### [Input material]
..........

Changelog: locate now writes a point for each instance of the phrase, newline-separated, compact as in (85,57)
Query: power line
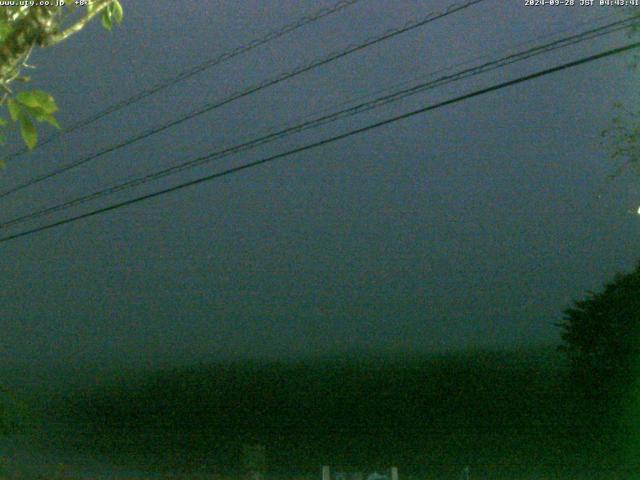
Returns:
(327,141)
(366,106)
(196,69)
(411,25)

..........

### [Brief]
Please rewrite the material above, renaming "Returns" to "Output" and keeping everything else the same. Leave the pictures out of your version.

### [Full output]
Changelog: locate now writes a point for each instance of the phrase, newline-separated, compact as in (85,57)
Query: power line
Output:
(327,141)
(366,106)
(196,69)
(411,25)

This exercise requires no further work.